- Opening Delimiter -

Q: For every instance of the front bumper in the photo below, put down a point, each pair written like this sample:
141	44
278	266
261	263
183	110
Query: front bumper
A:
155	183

- Closing Delimiter -

# Work request:
Restate the data above in full, keeping every word as it is.

# Output for this exercise:
Q: For every instance of the front bumper in the photo below, put down a point, each pair written like this sample:
141	44
278	266
261	263
183	110
Query: front bumper
A:
155	183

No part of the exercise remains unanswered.